*Task statement*
Pick up the research summaries on how copper and alcohol affect the brain at the point where they end, and continue them.

Excessive levels of copper (Cu) in the brain are associated with Alzheimer’s Disease (AD) pathogenesis; amyloid-β (Aβ) accumulates in the brain of laboratory animals dosed with low levels of Cu, and a Cu chaperone has shown promise in phase II clinical trials for AD. Itender Singh et al. (pp. 14771–14776) investigated the molecular mechanism by which Cu leads to Aβ accumulation in the mouse brain and human brain endothelial cells. Compared with young mice, aging mice displayed higher levels of Cu in brain capillaries, accumulation of Aβ, and reduced levels of LRP1, an endothelial protein that removes Aβ from the brain by transporting it across the blood–brain barrier. The authors replicated these observations in young mice by adding low levels of Cu to their drinking water. When Cu was added to cultured human brain endothelial cells, it enhanced binding of the cellular prion protein PrPc to LRP1 and increased proteasome-dependent degradation of LRP1. In a mouse model of AD, administration of Cu depressed LRP1 levels as in normal mice, increased the production of Aβ and proinflammatory cytokines, and impaired cognitive function. According to the authors, the results suggest that Cu regulates LRP1-mediated clearance of Aβ across the blood–brain barrier, and that Cu-chelating agents may reduce Aβ accumulation and improve cognition in AD. — C.B.
Alcohol shifts behavioral control from the brain’s cortex to the striatum
Alcohol and drugs of abuse are known to lead to reduced executive control over behavior and to compulsive drug seeking. Researchers hypothesize that the behavioral change involves a corresponding shift in the brain area controlling behavior: from the prefrontal cortex (PFC) to the dorsal striatum (DLS). While previous research shows that alcohol impairs PFC function, the role of alcohol in shifting behavioral control to the DLS remains unestablished. Lauren DePoy et al. (pp. 14783–14788) used a mouse model to examine the effects of chronic alcohol consumption on the morphology and signaling of the DLS and on various forms of operant learning known to be controlled in the region. The authors found that mice exposed to chronic intermittent alcohol exhibited an expansion of dendritic material in the DLS and a downregulation of DLS CB1 receptor signaling and plasticity. In addition, alcohol facilitated performance on the learning tasks. Together, these findings suggest that alcohol upregulates DLS function and, coupled with prior evidence, support the idea that the DLS may take over behavioral control from the PFC. The authors suggest that the shift to striatal control over behavior may be a critical step in the progression of alcoholism. — B.A.

*Data excerpts*
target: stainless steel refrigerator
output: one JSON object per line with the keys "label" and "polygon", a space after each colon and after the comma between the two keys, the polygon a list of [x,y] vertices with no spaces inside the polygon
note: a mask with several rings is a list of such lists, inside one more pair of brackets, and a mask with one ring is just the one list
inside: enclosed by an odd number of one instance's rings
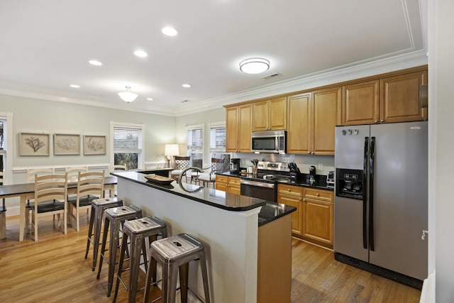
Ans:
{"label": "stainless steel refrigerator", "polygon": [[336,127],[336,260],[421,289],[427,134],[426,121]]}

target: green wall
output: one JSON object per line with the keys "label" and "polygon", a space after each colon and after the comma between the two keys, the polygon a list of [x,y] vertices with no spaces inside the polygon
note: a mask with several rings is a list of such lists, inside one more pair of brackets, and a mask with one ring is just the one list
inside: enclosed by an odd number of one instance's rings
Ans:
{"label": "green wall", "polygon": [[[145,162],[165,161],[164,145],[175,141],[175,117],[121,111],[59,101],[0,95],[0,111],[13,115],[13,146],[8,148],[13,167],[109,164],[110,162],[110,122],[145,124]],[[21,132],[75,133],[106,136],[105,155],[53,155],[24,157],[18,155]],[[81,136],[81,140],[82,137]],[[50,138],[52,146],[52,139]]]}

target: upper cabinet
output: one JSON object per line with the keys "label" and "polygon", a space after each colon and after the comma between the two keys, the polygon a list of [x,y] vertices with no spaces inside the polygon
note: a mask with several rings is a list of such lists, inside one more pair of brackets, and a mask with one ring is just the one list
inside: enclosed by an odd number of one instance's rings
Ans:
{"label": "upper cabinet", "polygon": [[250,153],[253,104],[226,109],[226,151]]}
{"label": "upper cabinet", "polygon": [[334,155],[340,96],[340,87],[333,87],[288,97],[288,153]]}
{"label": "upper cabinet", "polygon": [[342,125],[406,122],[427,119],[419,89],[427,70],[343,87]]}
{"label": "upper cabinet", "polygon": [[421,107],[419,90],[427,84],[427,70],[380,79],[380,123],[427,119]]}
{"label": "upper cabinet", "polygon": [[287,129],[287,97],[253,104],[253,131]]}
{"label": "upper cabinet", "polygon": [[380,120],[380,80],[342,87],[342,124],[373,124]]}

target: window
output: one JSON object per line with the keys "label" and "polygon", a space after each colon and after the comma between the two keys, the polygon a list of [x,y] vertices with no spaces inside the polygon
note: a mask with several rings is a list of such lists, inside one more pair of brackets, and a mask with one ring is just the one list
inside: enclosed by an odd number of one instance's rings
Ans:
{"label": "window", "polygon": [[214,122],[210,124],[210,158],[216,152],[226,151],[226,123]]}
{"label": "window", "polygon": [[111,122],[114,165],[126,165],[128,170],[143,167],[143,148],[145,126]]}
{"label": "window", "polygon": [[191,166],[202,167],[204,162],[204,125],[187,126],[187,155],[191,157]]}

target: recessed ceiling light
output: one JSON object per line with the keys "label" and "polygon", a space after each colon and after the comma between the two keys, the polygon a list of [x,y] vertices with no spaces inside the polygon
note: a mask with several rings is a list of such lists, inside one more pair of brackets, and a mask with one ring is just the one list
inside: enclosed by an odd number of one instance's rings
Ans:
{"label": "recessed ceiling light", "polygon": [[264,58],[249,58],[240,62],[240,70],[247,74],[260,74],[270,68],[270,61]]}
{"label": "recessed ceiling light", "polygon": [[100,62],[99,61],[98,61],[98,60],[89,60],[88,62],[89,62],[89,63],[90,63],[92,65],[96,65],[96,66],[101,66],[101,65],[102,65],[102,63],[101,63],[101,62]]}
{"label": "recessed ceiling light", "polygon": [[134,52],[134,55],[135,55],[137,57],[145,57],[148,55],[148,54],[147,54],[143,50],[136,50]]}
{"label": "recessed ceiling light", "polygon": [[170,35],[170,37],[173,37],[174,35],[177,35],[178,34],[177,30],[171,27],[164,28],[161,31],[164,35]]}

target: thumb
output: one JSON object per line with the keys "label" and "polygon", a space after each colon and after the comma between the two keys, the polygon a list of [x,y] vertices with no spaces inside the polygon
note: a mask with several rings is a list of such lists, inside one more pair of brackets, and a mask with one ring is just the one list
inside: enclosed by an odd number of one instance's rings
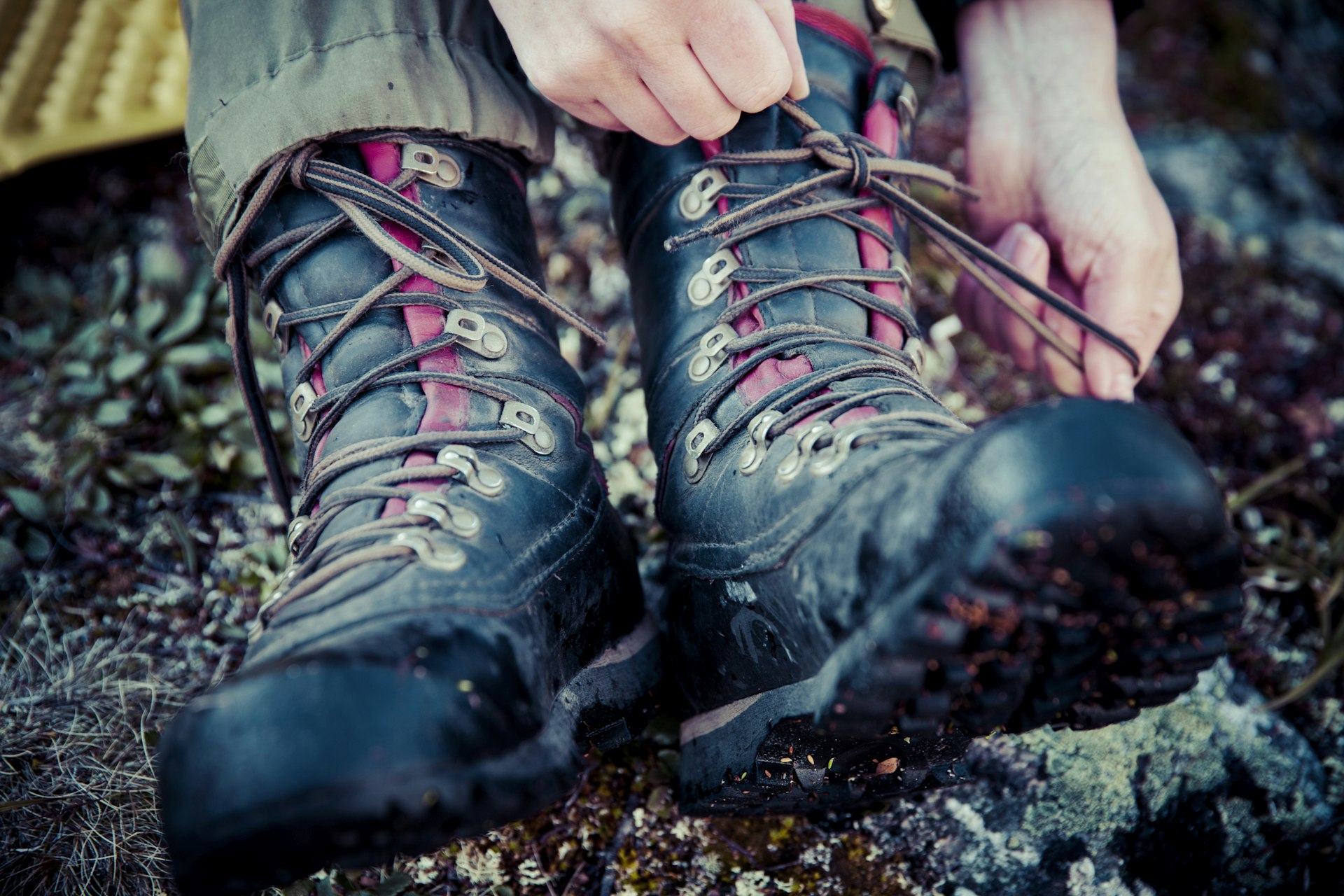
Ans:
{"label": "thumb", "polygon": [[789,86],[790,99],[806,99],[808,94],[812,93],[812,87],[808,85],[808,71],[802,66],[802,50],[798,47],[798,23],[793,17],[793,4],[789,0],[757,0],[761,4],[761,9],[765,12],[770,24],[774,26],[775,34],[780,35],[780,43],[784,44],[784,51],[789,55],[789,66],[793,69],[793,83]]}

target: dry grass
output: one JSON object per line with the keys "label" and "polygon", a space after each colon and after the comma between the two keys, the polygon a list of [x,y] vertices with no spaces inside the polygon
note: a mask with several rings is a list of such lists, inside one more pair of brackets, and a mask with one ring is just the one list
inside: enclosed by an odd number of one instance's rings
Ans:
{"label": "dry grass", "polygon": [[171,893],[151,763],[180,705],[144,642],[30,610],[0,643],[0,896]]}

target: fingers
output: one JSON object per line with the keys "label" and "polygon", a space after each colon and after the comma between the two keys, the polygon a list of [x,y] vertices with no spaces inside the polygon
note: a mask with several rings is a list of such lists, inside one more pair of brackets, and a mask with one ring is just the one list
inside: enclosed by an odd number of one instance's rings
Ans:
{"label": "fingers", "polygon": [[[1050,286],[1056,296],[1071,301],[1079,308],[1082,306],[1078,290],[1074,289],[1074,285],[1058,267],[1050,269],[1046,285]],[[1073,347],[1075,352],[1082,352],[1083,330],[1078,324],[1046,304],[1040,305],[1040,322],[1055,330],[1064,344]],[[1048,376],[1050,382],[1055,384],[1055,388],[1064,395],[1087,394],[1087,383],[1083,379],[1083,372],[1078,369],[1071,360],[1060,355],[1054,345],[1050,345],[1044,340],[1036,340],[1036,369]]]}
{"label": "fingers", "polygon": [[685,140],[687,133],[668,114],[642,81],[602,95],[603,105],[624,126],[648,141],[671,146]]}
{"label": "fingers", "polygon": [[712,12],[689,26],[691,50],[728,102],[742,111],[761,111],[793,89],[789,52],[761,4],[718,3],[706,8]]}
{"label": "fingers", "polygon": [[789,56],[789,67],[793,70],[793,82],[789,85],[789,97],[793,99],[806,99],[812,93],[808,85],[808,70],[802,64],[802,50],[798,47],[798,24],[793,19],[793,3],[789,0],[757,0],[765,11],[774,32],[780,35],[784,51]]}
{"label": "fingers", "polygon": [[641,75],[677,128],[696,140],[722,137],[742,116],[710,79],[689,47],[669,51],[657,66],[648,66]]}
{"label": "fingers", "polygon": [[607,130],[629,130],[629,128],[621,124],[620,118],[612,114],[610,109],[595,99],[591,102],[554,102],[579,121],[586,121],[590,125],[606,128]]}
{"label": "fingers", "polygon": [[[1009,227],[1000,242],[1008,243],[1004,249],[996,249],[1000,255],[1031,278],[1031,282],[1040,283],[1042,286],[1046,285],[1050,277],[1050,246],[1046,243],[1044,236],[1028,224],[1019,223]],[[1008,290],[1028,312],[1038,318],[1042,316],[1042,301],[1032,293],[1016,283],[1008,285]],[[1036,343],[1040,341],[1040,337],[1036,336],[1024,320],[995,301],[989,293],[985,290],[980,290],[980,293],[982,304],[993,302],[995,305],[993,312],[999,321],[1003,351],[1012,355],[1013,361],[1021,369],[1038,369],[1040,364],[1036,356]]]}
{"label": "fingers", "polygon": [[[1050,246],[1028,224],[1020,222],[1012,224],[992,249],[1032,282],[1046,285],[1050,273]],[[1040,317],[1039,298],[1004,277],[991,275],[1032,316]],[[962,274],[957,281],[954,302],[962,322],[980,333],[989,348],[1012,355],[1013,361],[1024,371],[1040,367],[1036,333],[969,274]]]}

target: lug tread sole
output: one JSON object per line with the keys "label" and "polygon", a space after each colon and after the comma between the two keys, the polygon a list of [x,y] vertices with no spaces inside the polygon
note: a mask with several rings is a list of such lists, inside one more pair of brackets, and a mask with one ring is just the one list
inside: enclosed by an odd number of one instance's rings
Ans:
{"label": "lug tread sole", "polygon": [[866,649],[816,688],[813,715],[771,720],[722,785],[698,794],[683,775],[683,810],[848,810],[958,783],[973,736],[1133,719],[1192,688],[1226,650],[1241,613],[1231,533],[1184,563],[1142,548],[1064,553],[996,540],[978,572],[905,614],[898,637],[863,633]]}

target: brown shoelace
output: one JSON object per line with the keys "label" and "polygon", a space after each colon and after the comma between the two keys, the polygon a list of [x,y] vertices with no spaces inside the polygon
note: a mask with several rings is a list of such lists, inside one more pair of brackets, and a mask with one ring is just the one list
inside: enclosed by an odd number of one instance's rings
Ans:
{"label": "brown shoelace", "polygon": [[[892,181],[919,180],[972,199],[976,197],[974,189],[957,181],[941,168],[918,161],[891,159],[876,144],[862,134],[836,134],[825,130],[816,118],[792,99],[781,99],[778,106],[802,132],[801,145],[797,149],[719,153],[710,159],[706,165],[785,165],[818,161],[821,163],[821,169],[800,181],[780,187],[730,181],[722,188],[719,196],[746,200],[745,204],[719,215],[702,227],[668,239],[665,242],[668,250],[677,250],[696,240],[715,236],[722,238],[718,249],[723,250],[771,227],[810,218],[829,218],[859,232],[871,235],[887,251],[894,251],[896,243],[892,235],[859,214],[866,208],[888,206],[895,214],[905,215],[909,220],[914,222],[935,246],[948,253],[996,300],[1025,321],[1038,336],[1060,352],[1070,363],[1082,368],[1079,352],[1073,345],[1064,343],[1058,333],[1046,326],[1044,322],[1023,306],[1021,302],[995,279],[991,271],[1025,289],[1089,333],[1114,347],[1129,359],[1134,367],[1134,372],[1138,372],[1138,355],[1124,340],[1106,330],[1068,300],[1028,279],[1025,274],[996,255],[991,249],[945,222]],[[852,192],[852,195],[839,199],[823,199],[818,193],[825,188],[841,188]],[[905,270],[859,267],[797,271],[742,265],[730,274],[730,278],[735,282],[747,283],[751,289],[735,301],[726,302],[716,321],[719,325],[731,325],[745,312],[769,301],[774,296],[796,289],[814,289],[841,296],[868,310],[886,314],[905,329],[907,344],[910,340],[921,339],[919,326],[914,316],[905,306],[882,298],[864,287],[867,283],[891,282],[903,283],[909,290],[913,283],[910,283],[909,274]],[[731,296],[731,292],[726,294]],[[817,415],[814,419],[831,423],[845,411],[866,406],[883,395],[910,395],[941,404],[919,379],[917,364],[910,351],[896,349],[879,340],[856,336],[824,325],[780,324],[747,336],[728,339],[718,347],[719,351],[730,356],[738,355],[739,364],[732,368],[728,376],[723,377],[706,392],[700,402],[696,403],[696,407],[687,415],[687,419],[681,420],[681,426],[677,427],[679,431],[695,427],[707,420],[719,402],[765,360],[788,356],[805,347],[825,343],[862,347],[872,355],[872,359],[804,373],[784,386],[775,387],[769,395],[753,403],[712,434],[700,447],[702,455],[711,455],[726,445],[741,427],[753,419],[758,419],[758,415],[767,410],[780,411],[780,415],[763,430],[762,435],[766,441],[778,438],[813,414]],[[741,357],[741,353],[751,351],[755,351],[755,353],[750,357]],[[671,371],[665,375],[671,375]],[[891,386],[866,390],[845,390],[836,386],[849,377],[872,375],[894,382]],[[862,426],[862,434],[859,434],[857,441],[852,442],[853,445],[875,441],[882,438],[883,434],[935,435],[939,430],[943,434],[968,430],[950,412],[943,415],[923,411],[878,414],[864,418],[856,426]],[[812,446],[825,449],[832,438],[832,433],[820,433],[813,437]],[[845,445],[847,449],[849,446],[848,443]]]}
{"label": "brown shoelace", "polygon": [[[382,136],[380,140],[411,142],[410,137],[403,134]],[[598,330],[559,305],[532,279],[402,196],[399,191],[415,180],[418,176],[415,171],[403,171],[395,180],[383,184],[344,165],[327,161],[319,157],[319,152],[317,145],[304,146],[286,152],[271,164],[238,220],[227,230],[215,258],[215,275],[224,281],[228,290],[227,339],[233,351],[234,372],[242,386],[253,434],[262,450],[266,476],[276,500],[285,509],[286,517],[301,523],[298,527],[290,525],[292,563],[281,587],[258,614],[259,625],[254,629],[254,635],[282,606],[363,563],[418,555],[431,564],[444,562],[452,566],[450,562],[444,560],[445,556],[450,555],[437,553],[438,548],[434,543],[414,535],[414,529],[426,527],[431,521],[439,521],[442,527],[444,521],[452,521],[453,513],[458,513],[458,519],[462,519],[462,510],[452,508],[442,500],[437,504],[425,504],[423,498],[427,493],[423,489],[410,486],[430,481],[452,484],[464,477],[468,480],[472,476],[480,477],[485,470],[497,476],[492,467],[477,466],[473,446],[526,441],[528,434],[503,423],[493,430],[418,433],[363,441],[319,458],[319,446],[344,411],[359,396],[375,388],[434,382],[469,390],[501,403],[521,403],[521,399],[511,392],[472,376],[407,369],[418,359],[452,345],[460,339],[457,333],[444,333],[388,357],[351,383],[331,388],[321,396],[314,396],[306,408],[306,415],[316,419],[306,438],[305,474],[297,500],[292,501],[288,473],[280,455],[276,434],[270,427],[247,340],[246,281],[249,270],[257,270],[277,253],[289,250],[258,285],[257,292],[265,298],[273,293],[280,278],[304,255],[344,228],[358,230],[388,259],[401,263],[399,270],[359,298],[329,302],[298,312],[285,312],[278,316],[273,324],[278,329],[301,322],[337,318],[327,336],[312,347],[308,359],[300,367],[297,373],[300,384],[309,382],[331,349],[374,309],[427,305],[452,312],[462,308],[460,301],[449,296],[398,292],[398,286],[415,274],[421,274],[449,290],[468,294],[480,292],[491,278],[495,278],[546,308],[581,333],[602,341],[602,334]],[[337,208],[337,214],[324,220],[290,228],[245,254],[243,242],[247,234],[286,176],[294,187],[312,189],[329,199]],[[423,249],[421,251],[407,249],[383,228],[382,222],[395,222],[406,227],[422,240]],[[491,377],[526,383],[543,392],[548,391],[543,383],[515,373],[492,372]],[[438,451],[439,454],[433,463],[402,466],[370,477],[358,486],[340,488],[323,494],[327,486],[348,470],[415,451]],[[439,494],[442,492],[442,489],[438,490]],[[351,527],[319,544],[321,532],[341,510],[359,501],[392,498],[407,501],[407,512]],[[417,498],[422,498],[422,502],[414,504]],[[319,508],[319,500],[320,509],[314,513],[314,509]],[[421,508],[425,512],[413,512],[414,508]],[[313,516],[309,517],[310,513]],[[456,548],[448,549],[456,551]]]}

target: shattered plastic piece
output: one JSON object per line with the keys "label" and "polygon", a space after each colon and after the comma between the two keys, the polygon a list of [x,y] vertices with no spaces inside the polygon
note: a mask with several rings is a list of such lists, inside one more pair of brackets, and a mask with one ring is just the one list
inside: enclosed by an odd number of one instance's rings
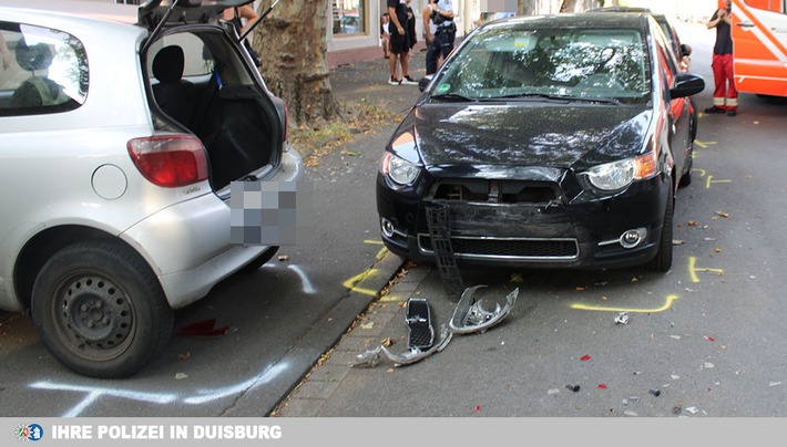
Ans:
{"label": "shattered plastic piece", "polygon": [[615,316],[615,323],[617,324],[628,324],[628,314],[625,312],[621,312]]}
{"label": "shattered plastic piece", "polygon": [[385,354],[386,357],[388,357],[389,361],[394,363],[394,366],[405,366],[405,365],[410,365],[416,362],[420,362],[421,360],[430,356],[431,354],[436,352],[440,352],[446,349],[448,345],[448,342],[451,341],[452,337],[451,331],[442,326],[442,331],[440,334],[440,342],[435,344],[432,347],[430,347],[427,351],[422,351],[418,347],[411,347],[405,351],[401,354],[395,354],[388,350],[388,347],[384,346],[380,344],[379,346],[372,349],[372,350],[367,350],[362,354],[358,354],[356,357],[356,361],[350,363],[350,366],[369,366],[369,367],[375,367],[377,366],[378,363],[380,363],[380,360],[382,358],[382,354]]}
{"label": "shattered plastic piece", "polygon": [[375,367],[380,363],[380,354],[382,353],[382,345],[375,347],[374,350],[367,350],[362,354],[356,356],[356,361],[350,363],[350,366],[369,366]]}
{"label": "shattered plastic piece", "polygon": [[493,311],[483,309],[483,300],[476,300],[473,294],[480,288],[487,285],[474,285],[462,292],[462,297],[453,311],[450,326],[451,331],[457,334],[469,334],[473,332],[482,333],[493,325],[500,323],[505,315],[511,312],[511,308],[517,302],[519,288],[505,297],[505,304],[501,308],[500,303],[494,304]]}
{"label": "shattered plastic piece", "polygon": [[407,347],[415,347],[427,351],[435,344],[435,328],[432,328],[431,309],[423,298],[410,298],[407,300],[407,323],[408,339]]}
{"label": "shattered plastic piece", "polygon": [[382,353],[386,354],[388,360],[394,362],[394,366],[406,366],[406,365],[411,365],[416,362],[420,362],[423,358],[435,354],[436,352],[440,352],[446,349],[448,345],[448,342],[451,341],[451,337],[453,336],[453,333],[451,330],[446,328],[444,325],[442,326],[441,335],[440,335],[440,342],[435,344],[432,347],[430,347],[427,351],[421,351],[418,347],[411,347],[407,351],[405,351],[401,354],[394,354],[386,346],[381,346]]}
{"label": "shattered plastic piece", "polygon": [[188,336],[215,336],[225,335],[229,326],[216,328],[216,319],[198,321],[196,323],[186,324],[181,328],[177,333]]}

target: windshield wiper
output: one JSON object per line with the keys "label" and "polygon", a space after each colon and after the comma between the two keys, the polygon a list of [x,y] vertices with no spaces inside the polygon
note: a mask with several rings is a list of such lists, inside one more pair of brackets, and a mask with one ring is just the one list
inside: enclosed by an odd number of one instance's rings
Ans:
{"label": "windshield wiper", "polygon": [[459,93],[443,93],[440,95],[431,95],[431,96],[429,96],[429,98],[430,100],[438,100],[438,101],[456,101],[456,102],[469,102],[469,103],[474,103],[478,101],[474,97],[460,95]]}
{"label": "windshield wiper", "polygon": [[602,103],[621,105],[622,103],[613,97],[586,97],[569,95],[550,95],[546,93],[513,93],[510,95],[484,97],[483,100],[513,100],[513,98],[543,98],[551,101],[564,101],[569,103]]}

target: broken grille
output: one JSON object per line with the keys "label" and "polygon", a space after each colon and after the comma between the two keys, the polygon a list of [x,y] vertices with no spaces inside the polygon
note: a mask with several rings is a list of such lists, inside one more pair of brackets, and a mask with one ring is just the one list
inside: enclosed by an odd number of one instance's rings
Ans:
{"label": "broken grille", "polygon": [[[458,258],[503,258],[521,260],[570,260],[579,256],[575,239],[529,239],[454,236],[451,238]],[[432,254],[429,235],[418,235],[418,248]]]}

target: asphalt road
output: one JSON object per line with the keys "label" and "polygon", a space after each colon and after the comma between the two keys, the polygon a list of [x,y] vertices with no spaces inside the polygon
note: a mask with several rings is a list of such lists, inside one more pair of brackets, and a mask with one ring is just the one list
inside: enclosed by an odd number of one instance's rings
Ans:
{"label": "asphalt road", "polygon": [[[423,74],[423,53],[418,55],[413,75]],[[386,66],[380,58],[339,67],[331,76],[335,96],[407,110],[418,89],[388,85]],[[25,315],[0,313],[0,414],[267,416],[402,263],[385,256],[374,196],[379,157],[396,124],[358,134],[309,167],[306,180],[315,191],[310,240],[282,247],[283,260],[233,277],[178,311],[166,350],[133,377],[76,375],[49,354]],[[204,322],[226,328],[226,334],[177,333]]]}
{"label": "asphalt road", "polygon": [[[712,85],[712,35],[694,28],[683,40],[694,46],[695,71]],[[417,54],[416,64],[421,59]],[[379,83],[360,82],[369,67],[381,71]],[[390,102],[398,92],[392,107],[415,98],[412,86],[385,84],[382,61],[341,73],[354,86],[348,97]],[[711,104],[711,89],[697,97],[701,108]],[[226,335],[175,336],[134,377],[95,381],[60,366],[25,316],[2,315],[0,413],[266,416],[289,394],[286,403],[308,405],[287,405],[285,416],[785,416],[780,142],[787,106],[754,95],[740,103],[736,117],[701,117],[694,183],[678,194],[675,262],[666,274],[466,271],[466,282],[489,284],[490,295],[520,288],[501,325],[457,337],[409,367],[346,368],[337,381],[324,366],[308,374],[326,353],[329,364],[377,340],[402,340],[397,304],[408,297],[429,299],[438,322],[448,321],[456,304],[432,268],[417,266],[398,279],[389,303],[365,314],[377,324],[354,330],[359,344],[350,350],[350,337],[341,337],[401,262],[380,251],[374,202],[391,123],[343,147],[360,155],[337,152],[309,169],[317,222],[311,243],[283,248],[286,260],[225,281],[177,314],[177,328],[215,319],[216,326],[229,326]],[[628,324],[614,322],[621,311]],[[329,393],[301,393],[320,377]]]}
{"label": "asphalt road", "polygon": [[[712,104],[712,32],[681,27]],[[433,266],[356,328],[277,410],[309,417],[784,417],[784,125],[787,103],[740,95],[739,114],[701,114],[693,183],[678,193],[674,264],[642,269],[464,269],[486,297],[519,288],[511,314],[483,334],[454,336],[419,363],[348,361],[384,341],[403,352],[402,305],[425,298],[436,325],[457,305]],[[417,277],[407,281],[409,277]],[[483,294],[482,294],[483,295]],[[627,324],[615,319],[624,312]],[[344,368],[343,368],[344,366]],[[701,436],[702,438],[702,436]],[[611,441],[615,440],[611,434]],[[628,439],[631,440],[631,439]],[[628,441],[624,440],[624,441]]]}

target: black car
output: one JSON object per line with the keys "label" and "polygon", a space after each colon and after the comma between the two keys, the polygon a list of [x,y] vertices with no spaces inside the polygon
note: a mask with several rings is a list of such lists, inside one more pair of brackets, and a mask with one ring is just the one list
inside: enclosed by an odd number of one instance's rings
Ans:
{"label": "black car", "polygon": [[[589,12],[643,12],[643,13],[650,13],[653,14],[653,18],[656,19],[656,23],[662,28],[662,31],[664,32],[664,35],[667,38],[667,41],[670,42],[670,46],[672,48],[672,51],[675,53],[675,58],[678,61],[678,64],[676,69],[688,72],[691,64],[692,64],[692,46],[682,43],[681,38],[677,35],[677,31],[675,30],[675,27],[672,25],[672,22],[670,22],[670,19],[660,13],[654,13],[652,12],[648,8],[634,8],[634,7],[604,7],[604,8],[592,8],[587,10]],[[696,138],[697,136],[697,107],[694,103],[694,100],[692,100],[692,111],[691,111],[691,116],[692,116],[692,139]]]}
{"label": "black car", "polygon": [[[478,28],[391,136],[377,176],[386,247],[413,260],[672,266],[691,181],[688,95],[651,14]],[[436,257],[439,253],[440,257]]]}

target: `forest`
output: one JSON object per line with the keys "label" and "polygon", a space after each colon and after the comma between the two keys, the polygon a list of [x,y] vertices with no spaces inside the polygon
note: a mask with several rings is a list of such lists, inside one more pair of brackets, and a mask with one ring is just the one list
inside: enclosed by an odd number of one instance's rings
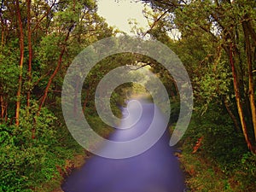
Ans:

*Answer to this problem*
Failure to clear ATP blocks neural responses to taste stimuli
NTPDase2 expressing cells (red) envelop other cell types (blue and green) in three taste buds, facilitating ATP removal from extra-cellular space. Image courtesy of Diane Bartel (University of Colorado School of Medicine, Aurora, CO).
Unique among the special senses, taste relies on ATP as a neurotransmitter to activate sensory nerve fibers. Released in response to taste stimuli, ATP activates P2X2 and P2X3 purinergic receptor subunits on taste nerves and is quickly degraded by the enzyme NTPDase2, thereby preventing extracellular accumulation of the neurotransmitter. To investigate the role of NTPDase2 in the function of taste buds, Aurelie Vandenbeuch et al. (pp. 14789–14794) conducted trials with gene-targeted Entpd2-null mice, which lack the enzyme. Using molecular, histochemical, and anatomical metrics, the authors determined that Entpd2 deletion causes an accumulation of ATP in extracellular spaces that likely desensitizes receptors on nerve fibers and attenuates the transmission of information from taste buds to the taste nerves. The authors also propose that pharmaceutical agents currently being developed, such as drugs that target purinergic receptors and enzymes to treat chronic pain and other disorders, may inadvertently disrupt taste function. The findings suggest that the genetic deletion of NTPDase2, decreases neural responses to taste stimuli, according to the authors. — T.J.